Segmentation mask data
- Opening Delimiter -

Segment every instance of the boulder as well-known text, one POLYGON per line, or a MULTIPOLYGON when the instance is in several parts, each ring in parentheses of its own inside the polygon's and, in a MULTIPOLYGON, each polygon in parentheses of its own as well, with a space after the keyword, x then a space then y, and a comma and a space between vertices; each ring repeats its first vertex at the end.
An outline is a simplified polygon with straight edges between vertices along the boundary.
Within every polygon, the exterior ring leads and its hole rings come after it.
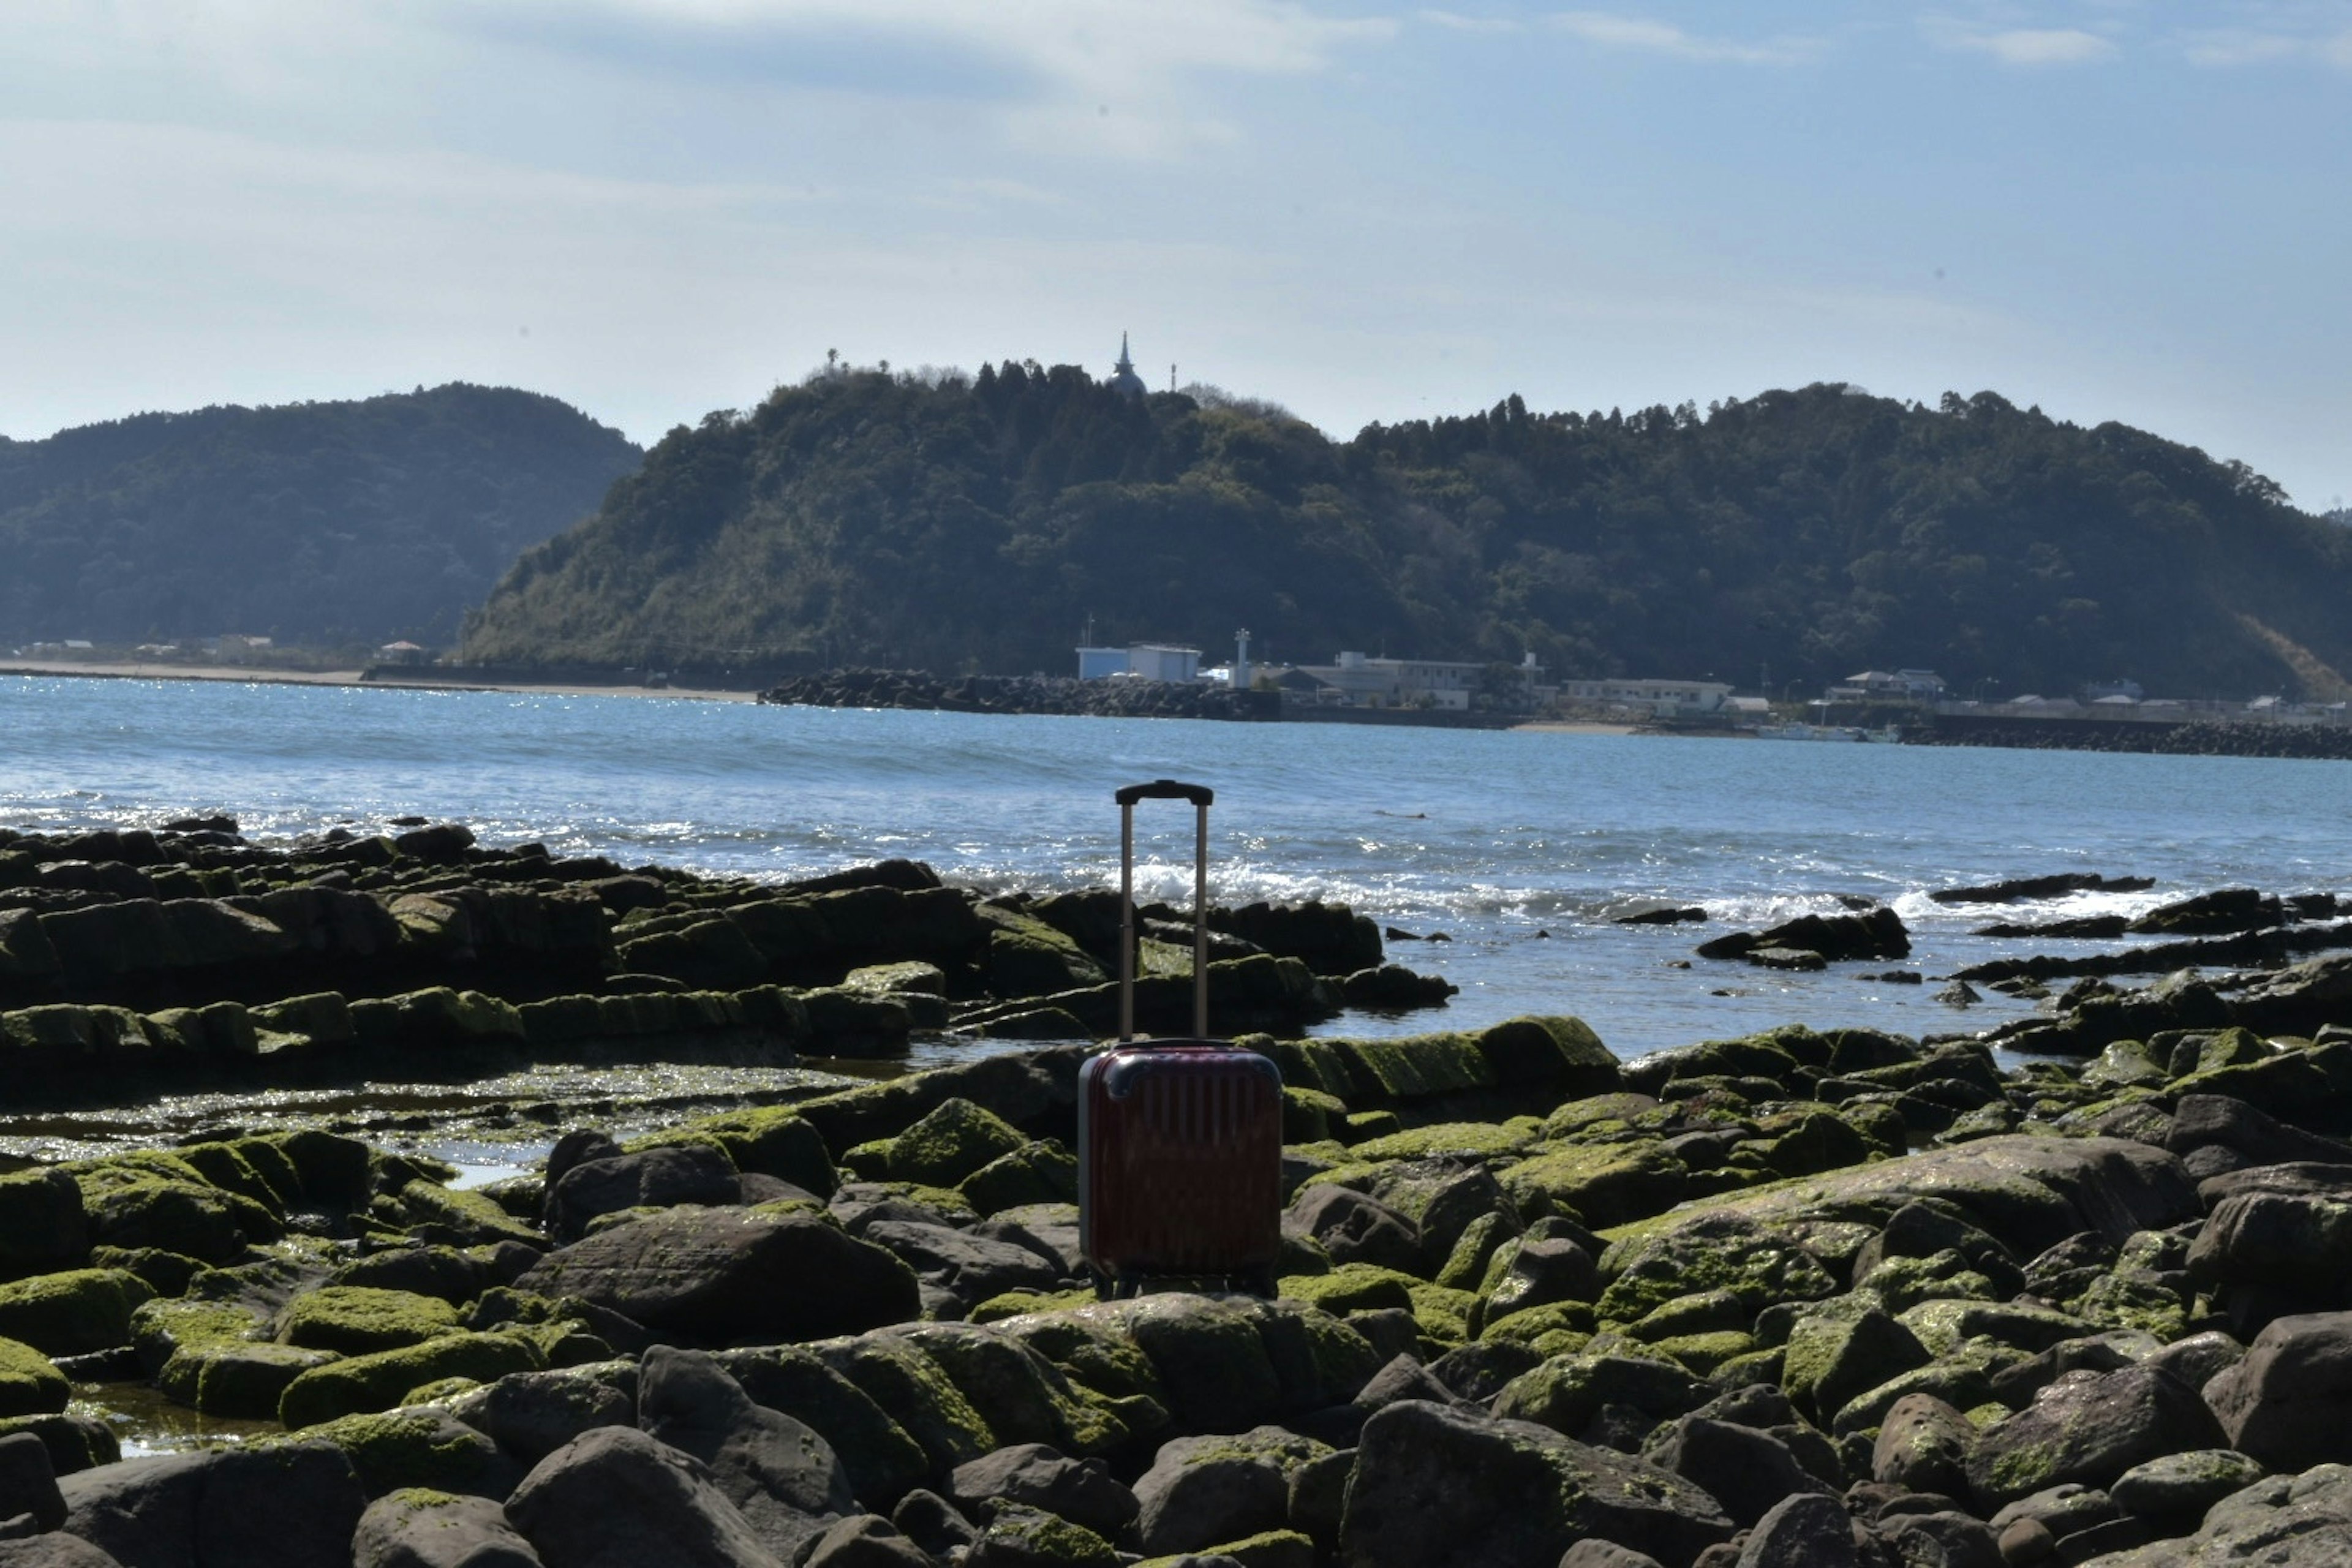
POLYGON ((1339 1558, 1553 1568, 1572 1542, 1599 1537, 1682 1568, 1731 1533, 1714 1499, 1654 1466, 1532 1423, 1406 1401, 1364 1424, 1339 1558))
POLYGON ((2205 1385, 2205 1400, 2228 1447, 2273 1470, 2352 1460, 2352 1312, 2275 1320, 2205 1385))
POLYGON ((66 1521, 66 1500, 48 1445, 30 1432, 0 1437, 0 1520, 18 1515, 35 1530, 55 1530, 66 1521))
POLYGON ((583 1371, 509 1373, 449 1401, 449 1413, 525 1465, 583 1432, 637 1419, 628 1394, 583 1371))
POLYGON ((58 1483, 65 1529, 125 1568, 346 1568, 367 1507, 326 1443, 131 1459, 58 1483))
POLYGON ((1161 1445, 1135 1483, 1135 1533, 1152 1556, 1199 1552, 1284 1528, 1291 1479, 1331 1450, 1279 1426, 1161 1445))
POLYGON ((1003 1118, 969 1100, 945 1100, 890 1142, 894 1181, 952 1187, 1028 1140, 1003 1118))
POLYGON ((1127 1538, 1141 1506, 1101 1461, 1073 1459, 1044 1443, 1016 1443, 958 1465, 948 1490, 967 1514, 984 1512, 992 1500, 1025 1503, 1113 1542, 1127 1538))
POLYGON ((1976 1435, 1966 1415, 1935 1395, 1906 1394, 1879 1426, 1870 1450, 1871 1479, 1906 1491, 1966 1497, 1976 1435))
POLYGON ((0 1416, 45 1415, 63 1410, 73 1385, 27 1344, 0 1339, 0 1416))
POLYGON ((879 1514, 852 1514, 825 1527, 801 1568, 935 1568, 931 1554, 879 1514))
POLYGON ((930 1470, 922 1446, 857 1384, 796 1345, 722 1351, 711 1358, 771 1410, 822 1433, 871 1509, 896 1504, 930 1470))
POLYGON ((2005 1568, 2000 1537, 1958 1509, 1926 1513, 1882 1512, 1878 1537, 1895 1560, 1922 1568, 2005 1568))
POLYGON ((1696 1409, 1712 1392, 1681 1366, 1630 1355, 1559 1355, 1513 1378, 1495 1396, 1495 1414, 1576 1437, 1604 1412, 1629 1410, 1643 1431, 1696 1409))
POLYGON ((1796 1493, 1837 1494, 1835 1487, 1807 1473, 1789 1446, 1769 1432, 1703 1415, 1675 1421, 1643 1448, 1642 1457, 1706 1492, 1743 1526, 1754 1525, 1796 1493))
POLYGON ((1316 1183, 1284 1211, 1285 1235, 1312 1237, 1335 1263, 1370 1263, 1411 1273, 1421 1267, 1421 1229, 1377 1198, 1316 1183))
POLYGON ((0 1338, 43 1355, 89 1355, 131 1342, 131 1314, 155 1294, 120 1268, 70 1268, 0 1285, 0 1338))
POLYGON ((582 1434, 532 1468, 508 1521, 544 1568, 785 1568, 701 1461, 633 1426, 582 1434))
POLYGON ((832 1445, 754 1405, 709 1356, 656 1345, 637 1374, 637 1424, 709 1467, 710 1478, 785 1563, 834 1521, 857 1511, 832 1445))
POLYGON ((2196 1448, 2135 1465, 2107 1495, 2116 1506, 2169 1535, 2192 1528, 2205 1510, 2263 1479, 2259 1460, 2232 1448, 2196 1448))
POLYGON ((399 1350, 312 1367, 286 1384, 278 1400, 278 1419, 292 1430, 338 1416, 389 1410, 411 1391, 444 1378, 488 1383, 510 1372, 535 1372, 546 1360, 545 1352, 520 1334, 442 1334, 399 1350))
POLYGON ((2273 1476, 2206 1510, 2195 1534, 2159 1541, 2099 1568, 2339 1568, 2352 1555, 2352 1468, 2273 1476))
POLYGON ((405 1487, 504 1497, 522 1471, 497 1444, 432 1405, 346 1415, 272 1443, 326 1443, 342 1451, 370 1498, 405 1487))
POLYGON ((1857 1394, 1934 1358, 1918 1336, 1885 1313, 1816 1313, 1790 1331, 1780 1387, 1799 1410, 1826 1428, 1857 1394))
POLYGON ((58 1531, 0 1541, 0 1568, 123 1568, 78 1535, 58 1531))
POLYGON ((79 1268, 89 1258, 89 1218, 71 1176, 58 1170, 0 1176, 0 1279, 79 1268))
POLYGON ((550 1253, 517 1285, 707 1344, 856 1333, 920 1308, 912 1270, 805 1215, 672 1209, 550 1253))
POLYGON ((1050 1290, 1062 1278, 1058 1268, 1026 1247, 942 1225, 877 1220, 860 1225, 857 1234, 967 1310, 1008 1290, 1050 1290))
POLYGON ((352 1568, 543 1568, 488 1498, 422 1487, 378 1498, 352 1536, 352 1568))
POLYGON ((1739 1549, 1738 1568, 1859 1568, 1860 1562, 1845 1504, 1804 1492, 1756 1521, 1739 1549))
POLYGON ((964 1556, 964 1568, 1119 1568, 1110 1542, 1043 1509, 998 1509, 964 1556))
POLYGON ((2150 1459, 2224 1446, 2196 1391, 2160 1368, 2068 1373, 1978 1434, 1969 1486, 1990 1510, 2066 1482, 2105 1487, 2150 1459))
POLYGON ((558 1241, 577 1241, 599 1215, 677 1204, 718 1206, 741 1194, 734 1163, 719 1149, 666 1144, 572 1166, 547 1188, 547 1227, 558 1241))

- Closing Delimiter -

Your instructions -
Could you repeat all of the data exactly, minus the pictures?

Result -
Segment every instance of the boulder as well-known text, one POLYGON per line, or a MULTIPOLYGON when the instance is in several parts, each ring in parentheses of its own inside the polygon's and, in a MULTIPOLYGON, each polygon in parentheses of its own as well, with a space after the keyword, x then a space then y, and a comma and a space between vertices; each ring repeats its first vertex at the end.
An outline is a simplified polygon with straight edges between vertices along the boundary.
Within every polygon, the exterior ring leads and its hole rings come after it.
POLYGON ((1339 1558, 1553 1568, 1572 1542, 1599 1537, 1682 1568, 1731 1533, 1714 1499, 1654 1466, 1532 1423, 1406 1401, 1364 1424, 1339 1558))
POLYGON ((2205 1385, 2205 1400, 2228 1447, 2273 1470, 2352 1460, 2352 1312, 2275 1320, 2205 1385))
POLYGON ((66 1521, 66 1500, 48 1445, 30 1432, 0 1437, 0 1520, 18 1515, 35 1530, 55 1530, 66 1521))
POLYGON ((583 1371, 509 1373, 449 1401, 449 1413, 525 1465, 583 1432, 637 1419, 628 1394, 583 1371))
POLYGON ((58 1483, 65 1529, 125 1568, 346 1568, 367 1507, 326 1443, 131 1459, 58 1483))
POLYGON ((1161 1445, 1135 1483, 1135 1533, 1152 1556, 1199 1552, 1284 1528, 1291 1479, 1331 1450, 1279 1426, 1161 1445))
POLYGON ((1003 1118, 969 1100, 945 1100, 890 1142, 894 1181, 952 1187, 1028 1140, 1003 1118))
POLYGON ((1127 1538, 1141 1506, 1101 1461, 1073 1459, 1044 1443, 1016 1443, 958 1465, 948 1490, 967 1514, 984 1512, 992 1500, 1025 1503, 1113 1542, 1127 1538))
POLYGON ((1976 1435, 1966 1415, 1935 1395, 1906 1394, 1879 1426, 1870 1450, 1871 1479, 1906 1491, 1966 1497, 1976 1435))
POLYGON ((0 1416, 45 1415, 63 1410, 73 1385, 27 1344, 0 1339, 0 1416))
POLYGON ((879 1514, 852 1514, 825 1527, 801 1568, 935 1568, 931 1554, 879 1514))
POLYGON ((930 1470, 922 1446, 857 1384, 796 1345, 722 1351, 711 1358, 771 1410, 822 1433, 871 1509, 896 1504, 930 1470))
POLYGON ((2005 1568, 2000 1537, 1958 1509, 1926 1513, 1882 1512, 1878 1537, 1895 1560, 1922 1568, 2005 1568))
POLYGON ((1696 1409, 1712 1392, 1681 1366, 1630 1355, 1559 1355, 1513 1378, 1495 1396, 1495 1414, 1576 1437, 1604 1412, 1629 1410, 1643 1431, 1696 1409))
POLYGON ((1796 1493, 1837 1494, 1835 1487, 1807 1473, 1789 1446, 1769 1432, 1703 1415, 1675 1421, 1643 1448, 1642 1457, 1706 1492, 1743 1526, 1754 1525, 1796 1493))
POLYGON ((1316 1183, 1284 1211, 1285 1235, 1312 1237, 1335 1263, 1370 1263, 1411 1273, 1421 1267, 1421 1229, 1377 1198, 1316 1183))
POLYGON ((0 1338, 43 1355, 89 1355, 131 1342, 131 1314, 155 1294, 120 1268, 70 1268, 0 1285, 0 1338))
POLYGON ((582 1434, 532 1468, 508 1521, 544 1568, 785 1568, 701 1461, 633 1426, 582 1434))
POLYGON ((832 1445, 754 1405, 709 1356, 656 1345, 637 1374, 637 1424, 709 1467, 710 1478, 785 1563, 834 1521, 857 1511, 832 1445))
POLYGON ((2196 1448, 2135 1465, 2107 1495, 2116 1506, 2169 1535, 2192 1528, 2205 1510, 2263 1479, 2259 1460, 2232 1448, 2196 1448))
POLYGON ((399 1350, 312 1367, 286 1384, 278 1400, 278 1419, 292 1430, 338 1416, 389 1410, 411 1391, 444 1378, 488 1383, 510 1372, 535 1372, 546 1360, 545 1352, 520 1334, 442 1334, 399 1350))
POLYGON ((2273 1476, 2206 1510, 2195 1534, 2159 1541, 2099 1568, 2339 1568, 2352 1555, 2352 1468, 2273 1476))
POLYGON ((405 1487, 504 1497, 522 1471, 497 1444, 432 1405, 346 1415, 272 1443, 326 1443, 342 1451, 370 1498, 405 1487))
POLYGON ((1857 1394, 1934 1358, 1918 1336, 1885 1313, 1816 1313, 1790 1331, 1780 1387, 1799 1410, 1826 1428, 1857 1394))
POLYGON ((58 1531, 0 1541, 0 1568, 123 1568, 78 1535, 58 1531))
POLYGON ((79 1268, 89 1258, 89 1218, 71 1176, 58 1170, 0 1176, 0 1279, 79 1268))
POLYGON ((550 1253, 517 1285, 707 1344, 856 1333, 920 1308, 912 1270, 805 1215, 672 1209, 550 1253))
POLYGON ((1050 1290, 1062 1278, 1058 1268, 1026 1247, 942 1225, 877 1220, 860 1225, 857 1234, 967 1310, 1008 1290, 1050 1290))
POLYGON ((352 1568, 543 1568, 488 1498, 422 1487, 378 1498, 352 1536, 352 1568))
POLYGON ((1739 1549, 1738 1568, 1859 1568, 1860 1562, 1845 1504, 1804 1492, 1756 1521, 1739 1549))
POLYGON ((964 1556, 964 1568, 1119 1568, 1110 1542, 1043 1509, 998 1509, 964 1556))
POLYGON ((2150 1459, 2224 1446, 2196 1391, 2160 1368, 2068 1373, 1978 1434, 1969 1486, 1990 1510, 2066 1482, 2105 1487, 2150 1459))
POLYGON ((558 1241, 577 1241, 599 1215, 677 1204, 718 1206, 741 1194, 734 1163, 719 1149, 666 1144, 572 1166, 547 1188, 547 1227, 558 1241))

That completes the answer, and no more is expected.